# Task brief
When you reach the line containing "mark: the innermost point of each instance of the drinking", begin reproducing the material exactly, stop after the line containing "mark: the innermost point of each instance of the painted", and leave out any pictures along the way.

::::::

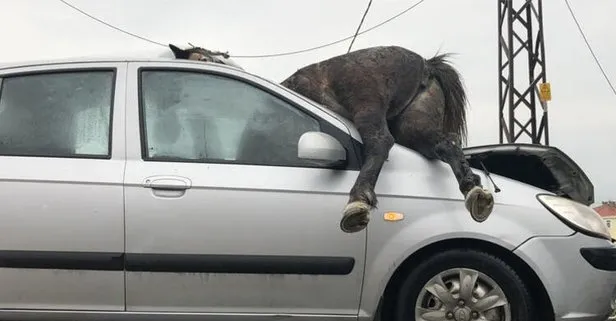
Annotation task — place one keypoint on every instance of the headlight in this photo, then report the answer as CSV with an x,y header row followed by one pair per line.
x,y
577,215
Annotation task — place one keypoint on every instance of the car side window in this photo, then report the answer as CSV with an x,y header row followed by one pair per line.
x,y
56,114
200,117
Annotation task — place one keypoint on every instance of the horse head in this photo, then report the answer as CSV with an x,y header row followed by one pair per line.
x,y
202,54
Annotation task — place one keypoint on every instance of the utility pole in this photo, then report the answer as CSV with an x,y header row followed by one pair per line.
x,y
521,99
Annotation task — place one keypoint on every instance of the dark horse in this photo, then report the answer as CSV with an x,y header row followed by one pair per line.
x,y
391,94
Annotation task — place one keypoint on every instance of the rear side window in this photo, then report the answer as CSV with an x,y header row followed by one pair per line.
x,y
62,114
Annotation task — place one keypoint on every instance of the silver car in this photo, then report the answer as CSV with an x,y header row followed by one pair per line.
x,y
181,190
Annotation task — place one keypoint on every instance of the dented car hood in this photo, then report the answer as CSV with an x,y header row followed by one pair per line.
x,y
545,167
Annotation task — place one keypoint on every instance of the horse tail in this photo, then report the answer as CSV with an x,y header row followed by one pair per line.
x,y
455,97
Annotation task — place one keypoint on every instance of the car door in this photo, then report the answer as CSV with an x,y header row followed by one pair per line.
x,y
221,215
61,195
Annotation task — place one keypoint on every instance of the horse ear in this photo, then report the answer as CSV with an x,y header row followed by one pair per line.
x,y
179,53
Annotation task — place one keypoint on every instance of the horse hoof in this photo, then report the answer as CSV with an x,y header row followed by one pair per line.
x,y
355,217
479,203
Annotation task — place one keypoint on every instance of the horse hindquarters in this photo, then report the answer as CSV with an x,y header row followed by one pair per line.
x,y
421,128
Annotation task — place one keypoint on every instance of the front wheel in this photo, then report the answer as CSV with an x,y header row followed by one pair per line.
x,y
463,285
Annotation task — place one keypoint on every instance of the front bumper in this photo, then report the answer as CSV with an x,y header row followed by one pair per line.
x,y
602,258
578,272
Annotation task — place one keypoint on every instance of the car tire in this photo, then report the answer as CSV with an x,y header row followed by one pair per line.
x,y
490,273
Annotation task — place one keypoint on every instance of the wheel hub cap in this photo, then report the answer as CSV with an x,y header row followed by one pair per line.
x,y
462,295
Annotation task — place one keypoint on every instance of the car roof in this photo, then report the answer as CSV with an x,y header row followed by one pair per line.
x,y
31,63
116,59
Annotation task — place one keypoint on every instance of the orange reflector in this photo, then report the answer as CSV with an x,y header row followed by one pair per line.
x,y
393,216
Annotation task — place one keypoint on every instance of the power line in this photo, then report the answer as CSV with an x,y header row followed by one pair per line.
x,y
264,55
590,48
334,42
359,26
112,26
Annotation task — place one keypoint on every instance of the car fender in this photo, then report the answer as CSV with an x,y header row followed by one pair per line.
x,y
430,221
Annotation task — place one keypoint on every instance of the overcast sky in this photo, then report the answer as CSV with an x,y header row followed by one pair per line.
x,y
582,113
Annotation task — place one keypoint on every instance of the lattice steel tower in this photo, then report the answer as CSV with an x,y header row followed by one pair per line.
x,y
521,99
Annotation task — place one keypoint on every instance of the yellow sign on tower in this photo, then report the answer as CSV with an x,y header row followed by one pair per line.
x,y
545,92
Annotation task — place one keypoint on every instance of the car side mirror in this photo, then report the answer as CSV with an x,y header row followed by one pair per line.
x,y
321,147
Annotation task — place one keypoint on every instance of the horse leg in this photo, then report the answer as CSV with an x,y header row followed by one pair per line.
x,y
420,127
377,142
478,201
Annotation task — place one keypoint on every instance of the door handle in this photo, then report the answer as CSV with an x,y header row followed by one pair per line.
x,y
175,183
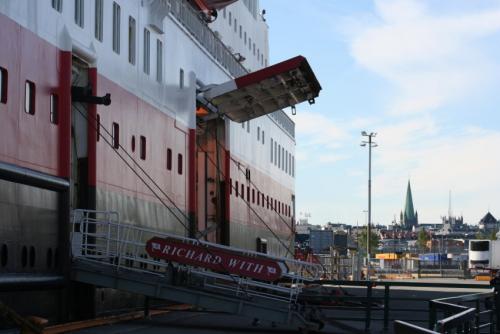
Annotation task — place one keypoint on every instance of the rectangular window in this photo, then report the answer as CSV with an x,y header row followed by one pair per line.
x,y
179,164
159,60
279,156
116,27
181,78
169,159
79,13
98,127
99,9
142,147
146,50
131,40
272,155
57,5
4,80
275,153
116,135
29,97
54,108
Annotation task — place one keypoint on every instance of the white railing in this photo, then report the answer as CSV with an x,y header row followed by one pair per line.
x,y
98,236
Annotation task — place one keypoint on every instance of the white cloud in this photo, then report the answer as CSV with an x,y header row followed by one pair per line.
x,y
431,60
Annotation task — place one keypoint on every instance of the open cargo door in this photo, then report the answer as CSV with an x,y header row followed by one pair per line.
x,y
265,91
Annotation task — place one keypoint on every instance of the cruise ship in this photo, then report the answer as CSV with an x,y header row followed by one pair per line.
x,y
167,112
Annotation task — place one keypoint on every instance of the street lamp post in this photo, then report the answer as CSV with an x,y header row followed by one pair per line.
x,y
370,143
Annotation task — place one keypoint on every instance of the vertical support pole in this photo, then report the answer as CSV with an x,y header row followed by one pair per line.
x,y
386,306
368,305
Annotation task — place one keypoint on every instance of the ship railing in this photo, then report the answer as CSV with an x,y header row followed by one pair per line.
x,y
99,236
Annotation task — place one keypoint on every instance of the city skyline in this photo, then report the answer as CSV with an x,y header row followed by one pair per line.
x,y
423,75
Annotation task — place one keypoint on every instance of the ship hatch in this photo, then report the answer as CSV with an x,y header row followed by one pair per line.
x,y
265,91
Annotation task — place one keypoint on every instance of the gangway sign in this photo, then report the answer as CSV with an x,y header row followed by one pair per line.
x,y
214,258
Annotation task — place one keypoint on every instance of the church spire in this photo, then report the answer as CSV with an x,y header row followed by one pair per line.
x,y
410,218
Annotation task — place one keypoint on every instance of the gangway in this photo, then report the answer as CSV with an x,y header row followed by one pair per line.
x,y
112,254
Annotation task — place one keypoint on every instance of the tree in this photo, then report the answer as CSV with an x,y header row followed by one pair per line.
x,y
374,240
422,239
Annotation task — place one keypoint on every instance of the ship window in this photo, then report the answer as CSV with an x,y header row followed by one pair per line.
x,y
54,108
57,5
272,155
116,27
159,60
179,164
275,154
146,50
29,98
116,135
98,127
131,40
181,78
169,159
99,10
279,156
24,256
79,13
49,258
32,256
142,147
4,255
3,85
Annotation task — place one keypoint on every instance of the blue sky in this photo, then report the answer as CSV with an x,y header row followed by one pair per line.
x,y
424,75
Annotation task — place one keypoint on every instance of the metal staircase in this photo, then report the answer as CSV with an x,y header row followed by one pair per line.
x,y
111,254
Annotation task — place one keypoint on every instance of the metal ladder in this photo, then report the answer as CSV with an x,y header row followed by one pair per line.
x,y
111,254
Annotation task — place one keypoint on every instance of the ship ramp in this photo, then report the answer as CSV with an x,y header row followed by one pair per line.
x,y
111,254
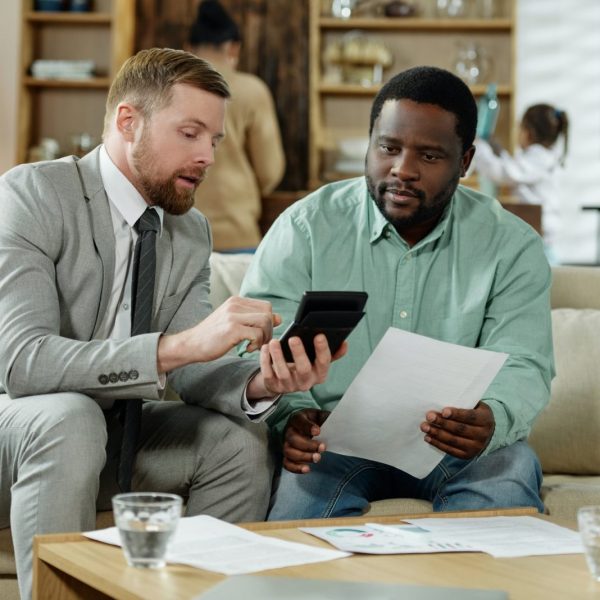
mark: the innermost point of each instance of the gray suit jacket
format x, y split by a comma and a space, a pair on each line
56, 275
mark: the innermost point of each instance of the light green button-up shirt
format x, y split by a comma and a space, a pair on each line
479, 279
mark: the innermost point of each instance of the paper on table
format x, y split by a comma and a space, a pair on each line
208, 543
373, 538
505, 537
407, 375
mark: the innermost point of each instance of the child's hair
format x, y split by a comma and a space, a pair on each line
545, 124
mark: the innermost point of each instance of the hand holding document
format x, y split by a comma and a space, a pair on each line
378, 417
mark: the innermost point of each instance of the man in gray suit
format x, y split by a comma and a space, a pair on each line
66, 353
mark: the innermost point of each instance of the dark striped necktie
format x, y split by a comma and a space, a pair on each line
142, 297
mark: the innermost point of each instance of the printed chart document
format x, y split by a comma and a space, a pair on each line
373, 538
502, 537
214, 545
408, 374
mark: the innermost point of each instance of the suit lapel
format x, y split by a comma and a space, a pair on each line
164, 260
101, 224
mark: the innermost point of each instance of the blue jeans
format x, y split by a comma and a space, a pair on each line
340, 486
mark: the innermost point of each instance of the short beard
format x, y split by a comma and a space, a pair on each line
426, 211
161, 193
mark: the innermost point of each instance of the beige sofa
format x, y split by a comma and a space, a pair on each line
566, 436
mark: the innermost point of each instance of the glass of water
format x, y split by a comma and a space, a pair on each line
588, 518
146, 522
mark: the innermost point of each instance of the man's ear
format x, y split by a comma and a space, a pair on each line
127, 120
466, 160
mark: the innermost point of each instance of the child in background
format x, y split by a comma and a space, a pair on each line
532, 171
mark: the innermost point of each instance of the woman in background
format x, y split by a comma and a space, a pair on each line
532, 172
250, 160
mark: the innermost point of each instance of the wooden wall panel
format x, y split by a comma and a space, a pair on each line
275, 47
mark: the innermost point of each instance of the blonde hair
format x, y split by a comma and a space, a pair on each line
147, 78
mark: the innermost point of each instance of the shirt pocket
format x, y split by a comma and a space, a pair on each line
463, 328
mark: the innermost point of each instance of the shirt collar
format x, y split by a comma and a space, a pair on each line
122, 193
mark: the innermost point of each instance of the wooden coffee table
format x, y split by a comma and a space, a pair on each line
69, 566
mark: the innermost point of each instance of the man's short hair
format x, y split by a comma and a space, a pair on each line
431, 85
146, 80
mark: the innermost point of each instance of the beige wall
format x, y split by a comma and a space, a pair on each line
9, 72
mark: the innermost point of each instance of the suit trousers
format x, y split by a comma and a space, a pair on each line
59, 458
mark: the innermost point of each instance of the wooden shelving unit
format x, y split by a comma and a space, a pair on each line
60, 108
339, 110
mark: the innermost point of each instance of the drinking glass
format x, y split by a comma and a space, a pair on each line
146, 522
588, 518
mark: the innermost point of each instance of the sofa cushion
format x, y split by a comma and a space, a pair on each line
564, 494
565, 435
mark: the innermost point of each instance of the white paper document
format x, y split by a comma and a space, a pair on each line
214, 545
378, 417
505, 537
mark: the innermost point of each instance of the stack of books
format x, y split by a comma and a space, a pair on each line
63, 69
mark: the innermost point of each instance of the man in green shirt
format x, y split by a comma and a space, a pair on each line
436, 259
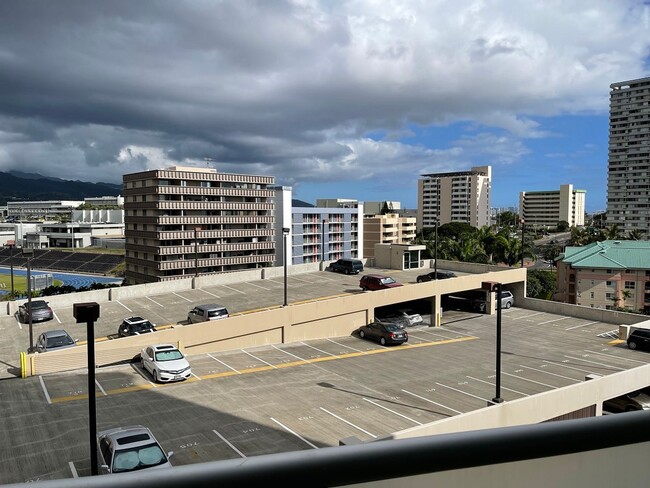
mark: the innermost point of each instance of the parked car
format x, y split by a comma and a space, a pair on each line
39, 310
410, 315
507, 301
206, 312
135, 326
377, 282
639, 339
637, 400
384, 332
165, 362
433, 275
124, 449
54, 340
347, 266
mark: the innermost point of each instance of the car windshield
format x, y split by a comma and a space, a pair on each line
169, 355
138, 458
143, 327
58, 341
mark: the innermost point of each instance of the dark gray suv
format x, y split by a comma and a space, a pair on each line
347, 266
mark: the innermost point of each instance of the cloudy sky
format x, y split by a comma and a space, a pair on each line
335, 98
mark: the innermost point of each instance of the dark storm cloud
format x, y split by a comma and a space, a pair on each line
95, 89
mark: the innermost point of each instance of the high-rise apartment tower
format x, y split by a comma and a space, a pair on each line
628, 176
184, 221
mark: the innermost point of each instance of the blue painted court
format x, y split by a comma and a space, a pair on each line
76, 280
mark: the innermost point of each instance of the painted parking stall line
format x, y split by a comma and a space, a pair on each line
348, 423
428, 400
494, 384
45, 392
294, 433
241, 454
392, 411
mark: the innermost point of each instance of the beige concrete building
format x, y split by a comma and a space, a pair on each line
547, 208
186, 221
462, 196
628, 175
386, 229
609, 275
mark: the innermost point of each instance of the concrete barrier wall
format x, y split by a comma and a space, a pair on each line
316, 319
538, 408
588, 313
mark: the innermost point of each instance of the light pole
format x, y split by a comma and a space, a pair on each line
11, 246
196, 251
285, 235
28, 252
491, 286
435, 255
89, 313
523, 226
322, 240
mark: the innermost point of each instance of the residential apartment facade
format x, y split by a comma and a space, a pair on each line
387, 229
547, 208
608, 274
320, 233
462, 196
628, 176
187, 221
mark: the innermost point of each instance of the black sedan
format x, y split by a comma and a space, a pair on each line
384, 332
441, 275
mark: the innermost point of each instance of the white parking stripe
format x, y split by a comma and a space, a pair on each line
294, 433
461, 391
258, 359
234, 289
227, 442
206, 291
345, 345
349, 423
582, 325
549, 373
258, 286
595, 362
47, 395
430, 401
181, 296
392, 411
226, 365
502, 387
529, 380
290, 354
100, 388
554, 320
149, 298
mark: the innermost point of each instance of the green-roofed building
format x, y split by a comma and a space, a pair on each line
607, 274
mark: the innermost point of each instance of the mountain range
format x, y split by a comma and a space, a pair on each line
16, 186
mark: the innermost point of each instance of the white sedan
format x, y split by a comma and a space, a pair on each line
165, 362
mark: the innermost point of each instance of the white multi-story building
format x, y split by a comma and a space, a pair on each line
547, 208
628, 176
462, 196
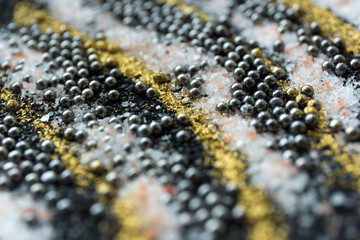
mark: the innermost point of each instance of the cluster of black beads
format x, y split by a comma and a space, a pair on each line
255, 92
26, 162
186, 78
340, 62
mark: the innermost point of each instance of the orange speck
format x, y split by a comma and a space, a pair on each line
225, 75
168, 188
227, 138
320, 89
20, 55
252, 135
306, 62
341, 102
327, 84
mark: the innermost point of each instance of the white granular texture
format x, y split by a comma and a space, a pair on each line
13, 209
216, 87
145, 192
279, 176
146, 195
340, 101
343, 9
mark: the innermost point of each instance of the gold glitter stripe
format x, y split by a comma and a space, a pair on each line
187, 9
24, 14
330, 24
260, 214
25, 114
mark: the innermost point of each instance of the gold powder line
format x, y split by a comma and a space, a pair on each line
331, 25
27, 115
262, 221
187, 9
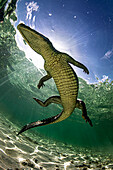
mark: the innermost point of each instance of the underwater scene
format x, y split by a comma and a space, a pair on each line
83, 29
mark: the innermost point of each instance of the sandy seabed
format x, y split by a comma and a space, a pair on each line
31, 151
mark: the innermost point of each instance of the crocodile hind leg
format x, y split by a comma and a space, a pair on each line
81, 105
53, 99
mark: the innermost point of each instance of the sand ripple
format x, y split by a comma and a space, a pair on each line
24, 152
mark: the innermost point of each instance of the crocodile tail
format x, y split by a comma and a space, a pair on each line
40, 123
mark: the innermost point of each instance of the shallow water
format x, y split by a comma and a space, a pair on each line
35, 151
71, 144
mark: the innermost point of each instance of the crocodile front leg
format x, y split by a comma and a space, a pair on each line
52, 99
81, 105
77, 64
43, 79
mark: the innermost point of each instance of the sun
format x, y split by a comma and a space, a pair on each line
30, 54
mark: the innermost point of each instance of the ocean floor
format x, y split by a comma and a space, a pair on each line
30, 151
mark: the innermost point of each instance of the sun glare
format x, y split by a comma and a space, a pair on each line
30, 54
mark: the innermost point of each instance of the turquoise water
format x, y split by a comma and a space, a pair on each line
18, 86
71, 142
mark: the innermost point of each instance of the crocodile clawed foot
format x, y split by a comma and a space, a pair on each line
40, 85
87, 119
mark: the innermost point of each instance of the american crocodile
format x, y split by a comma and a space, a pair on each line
57, 67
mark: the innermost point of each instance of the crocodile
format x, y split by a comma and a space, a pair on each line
57, 66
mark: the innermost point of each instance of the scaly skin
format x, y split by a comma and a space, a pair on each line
57, 67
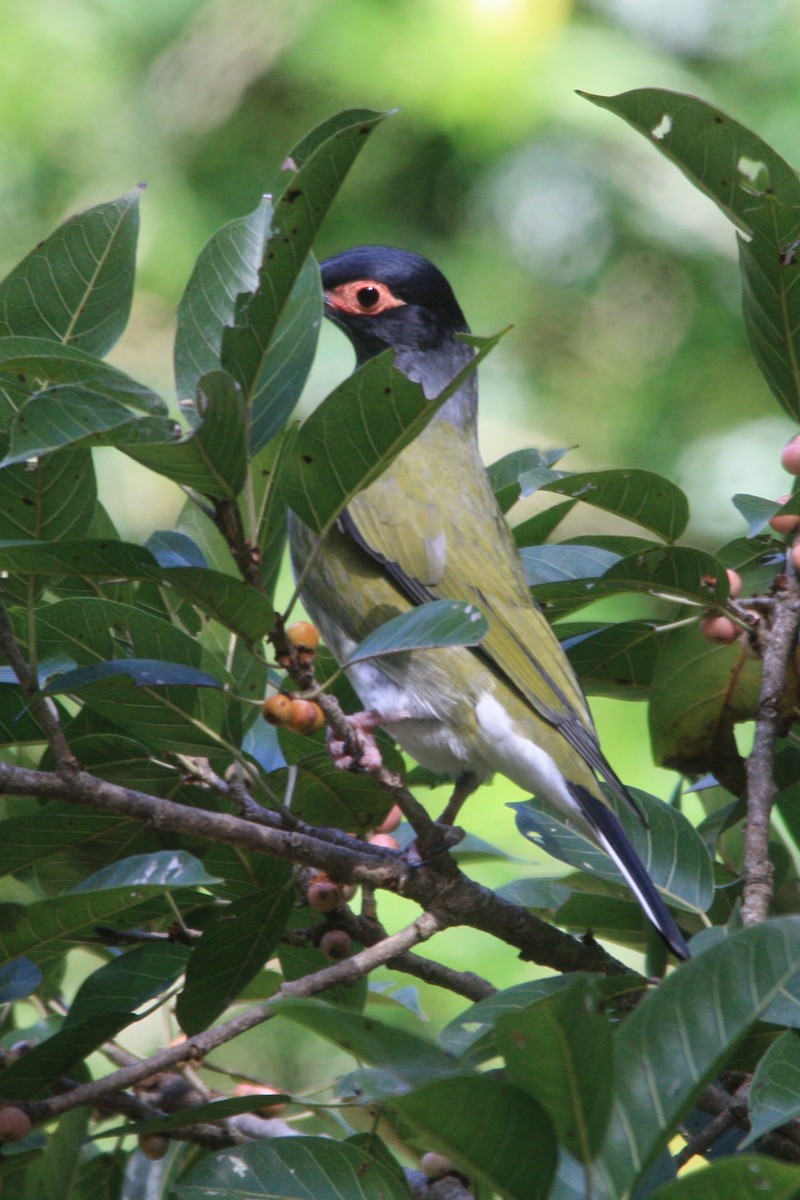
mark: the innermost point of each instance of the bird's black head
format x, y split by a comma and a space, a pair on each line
385, 298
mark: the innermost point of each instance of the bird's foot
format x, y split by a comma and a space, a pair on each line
359, 749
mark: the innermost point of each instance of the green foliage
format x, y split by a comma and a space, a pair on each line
152, 660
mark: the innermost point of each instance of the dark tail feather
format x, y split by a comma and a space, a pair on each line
614, 840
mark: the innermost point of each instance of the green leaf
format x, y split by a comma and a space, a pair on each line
757, 511
142, 672
270, 345
494, 1132
557, 564
202, 1114
699, 691
761, 193
679, 1037
76, 286
56, 1173
537, 528
227, 265
716, 153
36, 1069
774, 1093
235, 604
292, 1169
164, 869
746, 1177
53, 498
512, 475
212, 459
18, 979
67, 417
435, 624
559, 1051
612, 660
289, 359
638, 496
128, 981
407, 1060
233, 948
674, 571
669, 846
355, 433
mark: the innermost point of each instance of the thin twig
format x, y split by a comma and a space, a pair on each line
779, 643
196, 1048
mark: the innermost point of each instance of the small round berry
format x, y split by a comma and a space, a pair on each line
154, 1145
304, 636
323, 894
14, 1125
435, 1165
734, 583
306, 717
786, 522
277, 709
391, 821
385, 840
719, 628
336, 945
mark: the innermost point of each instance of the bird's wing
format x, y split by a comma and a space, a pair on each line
464, 551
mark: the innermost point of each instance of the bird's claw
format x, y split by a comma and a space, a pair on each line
359, 750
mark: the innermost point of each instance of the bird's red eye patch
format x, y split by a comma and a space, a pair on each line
362, 298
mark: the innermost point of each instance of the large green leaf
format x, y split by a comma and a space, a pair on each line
679, 1037
36, 1071
761, 193
744, 1177
493, 1131
270, 345
612, 660
52, 498
669, 846
235, 604
212, 459
233, 948
435, 624
775, 1090
227, 265
559, 1050
354, 435
292, 1169
638, 496
76, 287
46, 929
699, 691
68, 415
127, 982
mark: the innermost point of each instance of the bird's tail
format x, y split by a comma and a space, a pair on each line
615, 843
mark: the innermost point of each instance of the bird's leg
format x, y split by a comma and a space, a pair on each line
463, 787
359, 749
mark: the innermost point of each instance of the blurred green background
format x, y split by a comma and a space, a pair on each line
619, 279
548, 214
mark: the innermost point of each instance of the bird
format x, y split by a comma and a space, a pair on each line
429, 528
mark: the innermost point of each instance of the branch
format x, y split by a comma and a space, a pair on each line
452, 898
196, 1048
780, 642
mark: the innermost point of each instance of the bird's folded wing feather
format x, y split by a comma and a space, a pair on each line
464, 551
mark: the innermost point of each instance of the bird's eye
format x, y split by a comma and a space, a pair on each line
367, 297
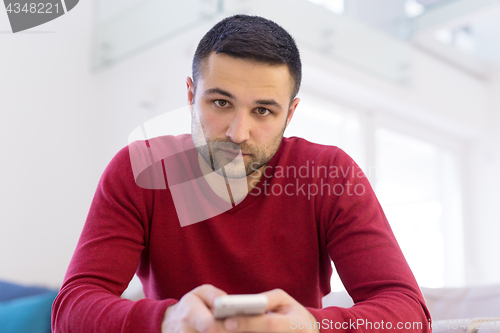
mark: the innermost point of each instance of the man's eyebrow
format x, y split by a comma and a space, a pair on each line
218, 91
271, 102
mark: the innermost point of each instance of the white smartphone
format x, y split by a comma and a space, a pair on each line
235, 305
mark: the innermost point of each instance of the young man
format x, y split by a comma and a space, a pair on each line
243, 210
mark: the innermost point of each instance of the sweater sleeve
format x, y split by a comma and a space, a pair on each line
106, 257
369, 262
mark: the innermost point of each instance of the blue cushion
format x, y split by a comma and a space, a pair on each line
27, 314
10, 291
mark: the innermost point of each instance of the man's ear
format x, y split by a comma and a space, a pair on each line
190, 90
291, 110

::::::

# Result below
mark: the innermost point of each instance of the drinking glass
format x, y split by a comma and a space, a pair on each line
146, 522
588, 518
mark: the innermost point of each instance of the sofa cushion
format x, y split by a comma and a space, a pair on each line
564, 494
565, 435
mark: the innermost point of each instance of the white paper document
format x, y split by a comma and a space, a pair on each line
214, 545
378, 417
505, 537
mark: the innermost point of each instance of the stack of books
format x, y split by a comma and a space, a pair on each line
63, 69
mark: the innermost point of each instance of the man in green shirt
format x, y split by a comma and a space, a pair on each line
436, 259
mark: the innermost point of each instance of the parked car
format x, y split by a comma and a space, a pair on each line
39, 310
410, 315
507, 301
206, 312
135, 326
377, 282
639, 339
637, 400
384, 332
165, 362
433, 275
124, 449
54, 340
347, 266
mark: the innermost point of each instance of the car windshield
format x, y split by a comma and a space, a pair on each line
169, 355
138, 458
143, 327
58, 341
mark: the innermost point of each instance of the dark gray suv
format x, y split by a comma and a space, a pair on each line
347, 266
mark: the innermost point of each instance of the cloudy sky
format x, y split by a comma and a space, a pair on each line
335, 98
mark: the innermost point of each instance of the dark storm cloud
format x, y split by a comma and a space, a pair on each line
95, 89
mark: the innermost point of each instance of the high-rise apartment tower
format x, y split by a comma and a space, a pair on each line
628, 176
184, 221
mark: the innermost point of each instance of the blue painted court
format x, y split by a comma and a space, a pair on each line
76, 280
mark: the innermost point of each instance of the painted parking stall line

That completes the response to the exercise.